== Provided entries ==

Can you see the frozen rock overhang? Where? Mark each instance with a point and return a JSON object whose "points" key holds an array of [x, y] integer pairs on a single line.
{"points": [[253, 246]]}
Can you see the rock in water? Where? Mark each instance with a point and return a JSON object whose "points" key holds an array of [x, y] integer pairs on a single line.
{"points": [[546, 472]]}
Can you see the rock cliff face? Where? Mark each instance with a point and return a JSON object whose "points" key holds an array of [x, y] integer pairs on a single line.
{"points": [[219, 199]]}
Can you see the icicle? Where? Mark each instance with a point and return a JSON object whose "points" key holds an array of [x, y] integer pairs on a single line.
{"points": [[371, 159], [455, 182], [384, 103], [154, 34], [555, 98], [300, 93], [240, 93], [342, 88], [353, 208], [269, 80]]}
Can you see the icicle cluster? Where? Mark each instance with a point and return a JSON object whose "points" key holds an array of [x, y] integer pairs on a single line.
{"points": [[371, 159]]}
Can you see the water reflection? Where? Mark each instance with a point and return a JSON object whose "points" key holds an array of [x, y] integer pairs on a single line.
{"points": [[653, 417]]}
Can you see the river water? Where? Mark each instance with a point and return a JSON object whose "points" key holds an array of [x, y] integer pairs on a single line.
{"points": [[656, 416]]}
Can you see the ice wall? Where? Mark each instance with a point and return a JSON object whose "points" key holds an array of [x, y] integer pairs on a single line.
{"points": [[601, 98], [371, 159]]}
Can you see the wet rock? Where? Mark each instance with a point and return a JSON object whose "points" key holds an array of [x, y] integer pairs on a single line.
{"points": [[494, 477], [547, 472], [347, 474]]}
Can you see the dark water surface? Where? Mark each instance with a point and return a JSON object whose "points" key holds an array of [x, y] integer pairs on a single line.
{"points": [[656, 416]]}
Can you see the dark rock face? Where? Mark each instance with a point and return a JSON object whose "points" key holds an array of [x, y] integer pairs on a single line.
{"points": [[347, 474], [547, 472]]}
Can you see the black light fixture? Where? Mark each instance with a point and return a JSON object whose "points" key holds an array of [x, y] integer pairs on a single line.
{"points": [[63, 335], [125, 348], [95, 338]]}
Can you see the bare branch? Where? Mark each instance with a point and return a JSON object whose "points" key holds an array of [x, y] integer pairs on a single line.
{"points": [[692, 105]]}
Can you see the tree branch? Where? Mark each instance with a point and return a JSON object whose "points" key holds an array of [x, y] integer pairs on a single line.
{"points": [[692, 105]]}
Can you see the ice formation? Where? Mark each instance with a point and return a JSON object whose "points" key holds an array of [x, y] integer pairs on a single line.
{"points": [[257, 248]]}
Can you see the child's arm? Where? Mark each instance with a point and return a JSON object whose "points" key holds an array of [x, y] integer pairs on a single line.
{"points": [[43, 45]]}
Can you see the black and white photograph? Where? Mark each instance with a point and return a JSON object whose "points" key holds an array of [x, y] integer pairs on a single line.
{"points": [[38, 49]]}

== Your instructions ==
Return each line of the data above verbatim.

== Exercise result ==
Can you see the frozen rock overhang? Where? Mark each instance with a point and return a JSON object whose "points" key holds an array of [x, y] integer pairs on a single line.
{"points": [[253, 246]]}
Can you see the rock in water? Where? Mark each instance with a point and return a JSON object whose "points" key holds an array of [x, y] integer pairs on a single line.
{"points": [[546, 472]]}
Can you see the rock cliff face? Where? Mark each instance with a point and return a JSON object whose "points" key holds an array of [x, y] integer pairs on a single line.
{"points": [[219, 199]]}
Can you see the icicle? Where? Mark each instance with a point and return a JSON object whose "points" key holds an array of [x, y] integer pairs on a single line.
{"points": [[371, 159], [455, 182], [384, 103], [154, 34], [555, 98], [300, 93], [240, 93], [342, 88], [353, 208], [269, 80]]}
Can you see the icicle cluster? Where? Mark each instance with a point and return a JSON object whose "points" key holds an array of [x, y] integer pairs on a single line.
{"points": [[371, 159]]}
Can you see the water reflection? Where? Mark each instance with a point and return a JSON object whose "points" key holds an array of [x, y] integer pairs on a single line.
{"points": [[653, 417]]}
Can you see the river water? Where? Mark each instance with a point and return a JSON object whose "points" key holds an array of [x, y] integer pairs on a single line.
{"points": [[656, 416]]}
Can you see the ice wall? Where? Mark each instance with a point and return a JSON object whose "points" key holds an array of [x, y] integer pairs on a single line.
{"points": [[601, 98], [371, 159]]}
Can you see the wet rock? Where? Mark each instance with a point and return a JSON object whose "points" key holds an array of [x, y] integer pairs on a single line.
{"points": [[494, 477], [547, 472], [347, 474]]}
Can you see the dark water surface? Where? Mark each instance with a point and return a JSON object whose "points" key holds an array of [x, y] integer pairs on a single line.
{"points": [[656, 416]]}
Can you see the dark rock face? Where? Mark each instance with a point and return a JSON object whose "points" key holds an array of [x, y] integer pairs on a single line.
{"points": [[347, 474], [547, 472]]}
Can you see the black light fixture? Where? Mark each instance with a point and return a JSON object whose "points" key holds an array of [x, y] integer pairs on a single line.
{"points": [[63, 335], [125, 348], [95, 338]]}
Can you see the bare branch? Where? Mark each instance with a point and return a JSON object whose "points" key holds an array of [x, y] integer pairs on a single line.
{"points": [[692, 105]]}
Can you see the tree branch? Where? Mark each instance with a point and return a JSON object whose "points" key holds an array of [x, y] integer pairs on a single line.
{"points": [[692, 105]]}
Can you see the ice formation? Where? Mark each instance with a point and return a JSON object whose "points" key holds an array of [x, y] integer pairs on a single line.
{"points": [[257, 248]]}
Can you see the child's arm? Where? Mark each instance with a point and return a JSON object whose "points" key holds an array of [x, y] integer pairs on a single line.
{"points": [[43, 45]]}
Can you see the black and white photograph? Where? Mark each instance with a point and return a JSON object whose "points" key holds an array of [x, y] integer pairs on a single line.
{"points": [[38, 49]]}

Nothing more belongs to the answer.